Excerpted text:

The Nutritious Food Basket is an initiative of the Ontario Ministry of Health that tracks the cost of feeding a “typical” family of four for a month. Municipalities perform an annual study according to ministry guidelines that set out how much food that family would need to buy every month in order to maintain a healthy diet. This year, the Ottawa study showed that monthly cost is at least $759.
In this case, the theoretical family consists of a man and woman, each between the ages of 31 and 50; a boy aged 14 to 18; and a girl of between four and eight years old. The study breaks down the cost of feeding each member of that family, based on a chart that links the cost of eating to gender and age: boys eat more than girls, older children eat more than younger ones, and adults tend to eat less as they age beyond about 30 years old.

Data excerpts:
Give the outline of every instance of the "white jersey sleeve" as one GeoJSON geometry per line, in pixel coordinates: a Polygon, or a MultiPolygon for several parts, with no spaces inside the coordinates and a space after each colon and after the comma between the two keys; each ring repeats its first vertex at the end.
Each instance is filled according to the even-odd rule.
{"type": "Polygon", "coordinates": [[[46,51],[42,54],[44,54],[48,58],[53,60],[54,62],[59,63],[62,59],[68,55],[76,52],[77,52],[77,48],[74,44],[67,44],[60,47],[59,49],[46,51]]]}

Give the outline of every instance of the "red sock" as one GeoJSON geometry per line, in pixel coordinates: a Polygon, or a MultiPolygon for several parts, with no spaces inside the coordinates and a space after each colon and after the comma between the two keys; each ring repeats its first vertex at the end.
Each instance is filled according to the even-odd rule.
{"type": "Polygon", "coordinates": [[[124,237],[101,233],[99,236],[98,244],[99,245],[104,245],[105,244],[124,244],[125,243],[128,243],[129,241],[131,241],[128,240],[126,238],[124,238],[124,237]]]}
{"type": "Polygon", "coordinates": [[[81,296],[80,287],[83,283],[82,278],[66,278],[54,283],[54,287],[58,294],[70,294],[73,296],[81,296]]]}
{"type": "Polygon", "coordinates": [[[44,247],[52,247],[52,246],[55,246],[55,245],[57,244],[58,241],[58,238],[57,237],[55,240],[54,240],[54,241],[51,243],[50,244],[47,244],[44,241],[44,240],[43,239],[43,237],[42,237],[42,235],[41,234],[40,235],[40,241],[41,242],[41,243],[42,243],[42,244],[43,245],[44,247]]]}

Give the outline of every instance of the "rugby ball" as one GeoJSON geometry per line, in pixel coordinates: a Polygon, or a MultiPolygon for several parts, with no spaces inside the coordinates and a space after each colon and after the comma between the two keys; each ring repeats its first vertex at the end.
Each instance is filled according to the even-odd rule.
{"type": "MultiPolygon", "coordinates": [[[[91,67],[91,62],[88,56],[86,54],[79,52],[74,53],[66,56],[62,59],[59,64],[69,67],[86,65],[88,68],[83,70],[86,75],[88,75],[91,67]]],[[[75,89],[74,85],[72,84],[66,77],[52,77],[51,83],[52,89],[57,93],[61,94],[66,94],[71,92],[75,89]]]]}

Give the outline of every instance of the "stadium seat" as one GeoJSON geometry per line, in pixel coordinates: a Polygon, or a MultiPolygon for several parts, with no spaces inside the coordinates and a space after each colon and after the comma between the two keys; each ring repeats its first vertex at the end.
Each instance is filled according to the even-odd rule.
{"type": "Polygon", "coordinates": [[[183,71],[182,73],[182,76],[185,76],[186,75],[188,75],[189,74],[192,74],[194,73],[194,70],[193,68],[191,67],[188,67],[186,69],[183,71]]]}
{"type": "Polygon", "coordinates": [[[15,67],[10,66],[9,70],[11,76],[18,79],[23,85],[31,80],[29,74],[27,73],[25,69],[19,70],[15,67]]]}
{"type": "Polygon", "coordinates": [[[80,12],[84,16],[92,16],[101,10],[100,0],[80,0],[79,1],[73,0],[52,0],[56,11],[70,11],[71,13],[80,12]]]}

What is required: Pick up the Nutritious Food Basket text after its last sentence and write what comes next. You won't need the items above for anything here.

Task output:
The numbers in this study interested me, because that monthly total of $759 is a little more than what my wife and I typically spend on groceries in a month, and there are only two of us. In other words, for a family of four, this study is talking about just enough food to get by on. In the southern Ontario region of Chatham-Kent, that monthly tab went up to about $730 a month for 2011, compared with about $686 in 2010. Forty-four dollars a month isn’t much for many, but for a single-income family, particularly if that income is modest, that amount of money makes a big difference. According to the Chatham-Kent study, a family with one wage earner in a full-time, minimum-wage job must spend 28 per cent of its monthly budget on food. For a family living on a single median income in Ontario, groceries take up 13 per cent of the budget.
Bear in mind that the numbers I’m throwing around here only include basic food needs. All of the other stuff that a household needs – toiletries, cleaning supplies, clothing – costs over and above the monthly costs listed above.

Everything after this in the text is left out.